* _AIM OF THE EXERCISE_:
Copy every entry below word for word, leaving out the pictures.

═══

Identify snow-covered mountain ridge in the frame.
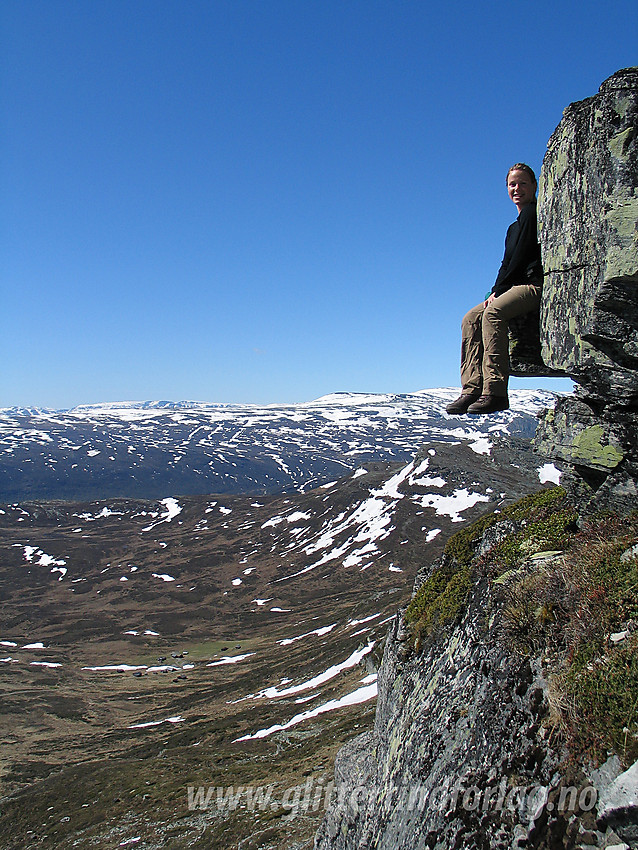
[0,388,554,501]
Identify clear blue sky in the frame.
[0,0,638,407]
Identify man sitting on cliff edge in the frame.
[446,162,543,415]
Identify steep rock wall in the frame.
[536,68,638,511]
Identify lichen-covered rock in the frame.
[538,68,638,380]
[536,68,638,511]
[508,310,565,378]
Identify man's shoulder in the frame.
[517,201,536,224]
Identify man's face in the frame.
[507,170,536,211]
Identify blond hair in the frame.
[505,162,538,186]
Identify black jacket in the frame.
[492,201,543,295]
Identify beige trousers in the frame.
[461,284,541,396]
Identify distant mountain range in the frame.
[0,390,559,850]
[0,389,554,501]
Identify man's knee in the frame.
[461,304,485,328]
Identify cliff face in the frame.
[315,68,638,850]
[536,68,638,511]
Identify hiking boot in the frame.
[467,395,510,414]
[445,393,480,416]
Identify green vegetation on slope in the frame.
[405,488,638,763]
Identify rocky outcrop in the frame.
[536,68,638,511]
[315,68,638,850]
[315,510,638,850]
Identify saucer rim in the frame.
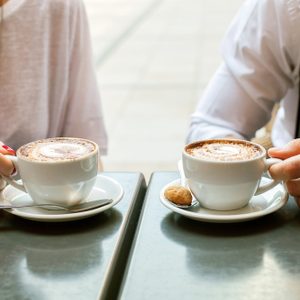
[160,176,288,223]
[0,174,124,222]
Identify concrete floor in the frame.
[84,0,243,179]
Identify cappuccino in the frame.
[186,139,262,161]
[18,137,96,162]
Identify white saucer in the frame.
[0,174,123,222]
[160,177,288,223]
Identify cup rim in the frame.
[182,138,267,164]
[16,137,99,164]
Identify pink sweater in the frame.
[0,0,107,154]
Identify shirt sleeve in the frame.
[187,0,298,142]
[63,0,107,155]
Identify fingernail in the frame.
[2,145,16,155]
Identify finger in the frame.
[0,153,14,176]
[0,178,7,191]
[269,155,300,181]
[0,142,16,155]
[285,178,300,199]
[268,139,300,159]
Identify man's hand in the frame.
[268,139,300,207]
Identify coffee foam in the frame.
[186,140,262,161]
[19,138,95,162]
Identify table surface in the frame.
[0,172,145,300]
[119,172,300,300]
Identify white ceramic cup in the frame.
[4,138,99,206]
[182,139,281,210]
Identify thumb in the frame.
[268,139,300,159]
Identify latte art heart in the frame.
[186,140,261,161]
[19,138,95,162]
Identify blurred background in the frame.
[84,0,243,180]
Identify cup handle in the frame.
[255,158,282,196]
[2,155,27,193]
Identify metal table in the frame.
[0,173,146,300]
[118,172,300,300]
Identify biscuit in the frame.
[164,185,193,205]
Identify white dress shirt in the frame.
[187,0,300,146]
[0,0,107,154]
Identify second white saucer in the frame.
[160,177,288,223]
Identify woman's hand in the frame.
[268,139,300,207]
[0,142,16,176]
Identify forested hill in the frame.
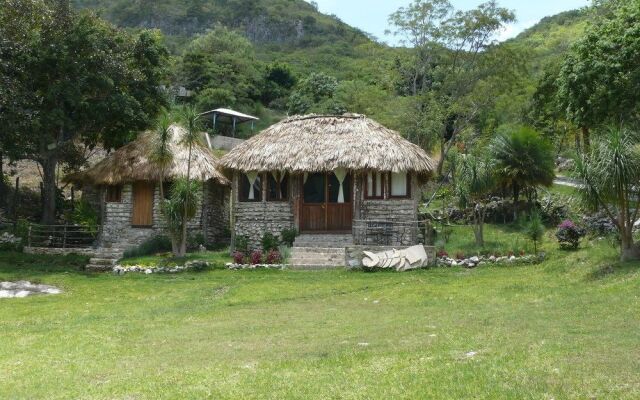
[73,0,376,48]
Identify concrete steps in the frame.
[85,248,124,272]
[293,233,353,248]
[289,247,346,269]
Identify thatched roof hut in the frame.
[220,114,435,174]
[66,125,229,185]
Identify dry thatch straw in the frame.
[220,114,435,174]
[65,125,229,185]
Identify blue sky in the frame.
[315,0,591,44]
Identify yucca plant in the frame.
[490,127,555,220]
[575,128,640,261]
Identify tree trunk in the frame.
[582,126,591,154]
[513,183,520,222]
[40,153,58,225]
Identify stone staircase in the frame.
[85,247,124,271]
[289,234,353,269]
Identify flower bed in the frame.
[226,263,288,269]
[437,254,545,268]
[113,260,211,275]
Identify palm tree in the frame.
[150,110,179,256]
[575,128,640,261]
[490,127,555,219]
[456,155,496,247]
[150,110,173,201]
[179,106,202,256]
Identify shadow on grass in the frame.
[0,251,92,277]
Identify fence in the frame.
[27,224,100,249]
[353,220,430,246]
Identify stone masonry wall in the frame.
[101,184,204,249]
[233,174,294,248]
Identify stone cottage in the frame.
[221,114,435,266]
[67,125,230,249]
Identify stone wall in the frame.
[23,247,96,257]
[100,182,229,249]
[233,174,295,248]
[346,246,437,268]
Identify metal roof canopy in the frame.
[200,108,260,137]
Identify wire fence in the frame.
[27,224,100,249]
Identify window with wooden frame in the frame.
[387,172,411,199]
[266,171,289,201]
[104,185,122,203]
[364,172,384,200]
[238,172,262,202]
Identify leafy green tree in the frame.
[0,0,166,223]
[490,127,555,219]
[456,154,496,247]
[389,0,515,175]
[287,72,344,114]
[524,210,544,254]
[557,0,640,150]
[576,128,640,261]
[179,25,261,110]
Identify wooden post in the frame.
[12,176,20,233]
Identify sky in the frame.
[308,0,591,45]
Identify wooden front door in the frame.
[300,172,353,232]
[131,182,154,227]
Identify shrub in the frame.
[267,250,282,264]
[70,199,98,231]
[233,250,245,264]
[251,250,262,265]
[124,235,171,258]
[260,232,280,253]
[556,220,586,250]
[280,228,298,247]
[187,232,206,250]
[235,235,249,253]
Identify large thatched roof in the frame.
[66,125,229,185]
[220,114,435,174]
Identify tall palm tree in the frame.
[150,110,173,201]
[490,127,555,219]
[575,128,640,261]
[456,155,496,247]
[179,106,202,256]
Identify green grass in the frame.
[119,250,230,267]
[0,234,640,399]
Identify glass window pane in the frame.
[304,174,325,204]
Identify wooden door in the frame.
[300,172,353,232]
[131,182,154,227]
[300,174,327,232]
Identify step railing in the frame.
[353,219,429,246]
[27,224,100,249]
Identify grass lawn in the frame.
[0,233,640,399]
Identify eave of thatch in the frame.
[65,125,229,185]
[220,114,436,174]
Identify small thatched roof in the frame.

═══

* _REPLY TO THE TASK_:
Identify snow-covered mountain ridge in the frame.
[0,388,554,501]
Identify clear blue sky in the frame.
[0,0,638,407]
Identify man sitting on cliff edge in the frame.
[446,162,543,415]
Identify steep rock wall in the frame.
[536,68,638,511]
Identify lichen-covered rock in the frame.
[538,68,638,380]
[536,68,638,511]
[508,310,565,378]
Identify man's shoulder in the frame.
[517,201,536,224]
Identify man's face in the frame.
[507,170,536,211]
Identify blond hair in the frame.
[505,162,538,186]
Identify black jacket in the frame.
[492,201,543,295]
Identify beige trousers in the frame.
[461,284,541,396]
Identify distant mountain range in the frame.
[0,390,559,850]
[0,389,554,501]
Identify man's knee in the frame.
[461,304,485,328]
Identify cliff face in the frame.
[315,68,638,850]
[536,68,638,511]
Identify hiking boot in the frame.
[467,395,510,414]
[445,393,480,416]
Identify green vegetation on slope in the frame.
[405,488,638,763]
Identify rocky outcrop in the frame.
[536,68,638,511]
[315,68,638,850]
[315,510,638,850]
Identify saucer rim in the frame.
[160,176,288,223]
[0,174,124,222]
Identify concrete floor in the frame.
[84,0,243,179]
Identify cappuccino in the frame.
[186,139,262,161]
[18,137,96,162]
Identify white saucer in the frame.
[0,174,123,222]
[160,177,288,223]
Identify cup rim in the frame.
[182,138,267,164]
[16,137,99,164]
Identify pink sweater in the frame.
[0,0,107,154]
Identify shirt sleeve in the frame.
[187,0,298,142]
[63,0,107,155]
Identify fingernail in the frame.
[2,145,16,155]
Identify finger in the frame.
[0,153,14,176]
[0,178,7,191]
[269,155,300,181]
[0,142,16,155]
[285,178,300,199]
[268,139,300,159]
Identify man's hand in the frame.
[268,139,300,207]
Identify coffee foam in the frame.
[186,140,262,161]
[19,138,95,162]
Identify table surface in the frame.
[0,172,145,300]
[119,172,300,300]
Identify white ceramic cup in the frame.
[4,138,99,206]
[182,139,281,210]
Identify thumb in the frame.
[268,139,300,159]
Identify latte art heart in the frame.
[186,140,261,161]
[19,138,95,162]
Identify blurred background in the frame.
[84,0,243,180]
Identify cup handle in the frame.
[255,158,282,196]
[2,155,27,193]
Identify metal table in the frame.
[0,173,146,300]
[118,172,300,300]
Identify biscuit in the frame.
[164,185,193,205]
Identify white dress shirt in the frame.
[187,0,300,146]
[0,0,107,154]
Identify second white saucer in the frame.
[160,177,288,223]
Identify woman's hand in the frame.
[268,139,300,207]
[0,142,16,176]
Identify forested hill in the frame.
[73,0,376,48]
Identify concrete steps in the frame.
[85,248,124,272]
[293,233,353,248]
[289,247,346,269]
Identify thatched roof hut in the frame.
[220,114,435,174]
[66,125,229,185]
Identify dry thatch straw in the frame.
[220,114,435,174]
[65,125,229,185]
Identify blue sky in the frame.
[315,0,591,44]
Identify yucca plant in the frame.
[490,127,555,220]
[575,128,640,261]
Identify tree trunk in the frame.
[582,126,591,154]
[513,183,520,222]
[40,153,58,225]
Identify stone staircase in the frame.
[85,247,124,271]
[289,234,353,269]
Identify flower bed in the frame.
[226,263,288,269]
[437,254,545,268]
[113,260,211,275]
Identify palm tree in the frame.
[150,110,179,256]
[575,128,640,261]
[490,127,555,219]
[456,155,496,247]
[150,110,173,201]
[179,106,202,256]
Identify shadow on grass in the frame.
[0,251,92,277]
Identify fence in the frame.
[27,224,100,249]
[353,220,430,246]
Identify stone masonry wall in the frame.
[101,184,204,249]
[233,174,294,248]
Identify stone cottage in the frame.
[221,114,435,266]
[67,125,230,249]
Identify stone wall in the frame.
[23,247,96,257]
[100,182,229,249]
[233,174,295,248]
[346,246,437,268]
Identify metal roof canopy in the frame.
[200,108,260,137]
Identify wire fence in the frame.
[27,224,100,249]
Identify window with wooden frame in the frame.
[387,172,411,199]
[266,171,289,201]
[104,185,122,203]
[364,172,384,200]
[238,172,262,202]
Identify leafy green tree in the frame.
[0,0,166,223]
[490,127,555,219]
[456,154,496,247]
[389,0,515,175]
[287,72,344,114]
[524,210,544,254]
[557,0,640,150]
[576,128,640,261]
[179,25,261,110]
Identify wooden post in the frame.
[12,176,20,233]
Identify sky in the frame.
[308,0,591,45]
Identify wooden front door in the frame.
[300,172,353,232]
[131,182,154,227]
Identify shrub in the frame.
[267,250,282,264]
[70,199,98,231]
[233,250,245,264]
[251,250,262,265]
[124,235,171,258]
[260,232,280,253]
[556,220,586,250]
[280,228,298,247]
[187,232,206,250]
[235,235,249,253]
Identify large thatched roof in the frame.
[66,125,229,185]
[220,114,435,174]
Identify tall palm tree in the frame.
[150,110,173,201]
[490,127,555,219]
[575,128,640,261]
[456,155,496,247]
[179,106,202,256]
Identify green grass in the frame.
[119,250,230,267]
[0,234,640,399]
Identify glass window pane in the frame.
[304,174,325,204]
Identify wooden door in the frame.
[300,172,353,232]
[131,182,154,227]
[300,174,327,232]
Identify step railing in the frame.
[353,219,429,246]
[27,224,100,249]
Identify grass lawn in the frame.
[0,233,640,399]
Identify eave of thatch in the frame.
[65,125,229,185]
[220,114,436,174]
Identify small thatched roof in the frame.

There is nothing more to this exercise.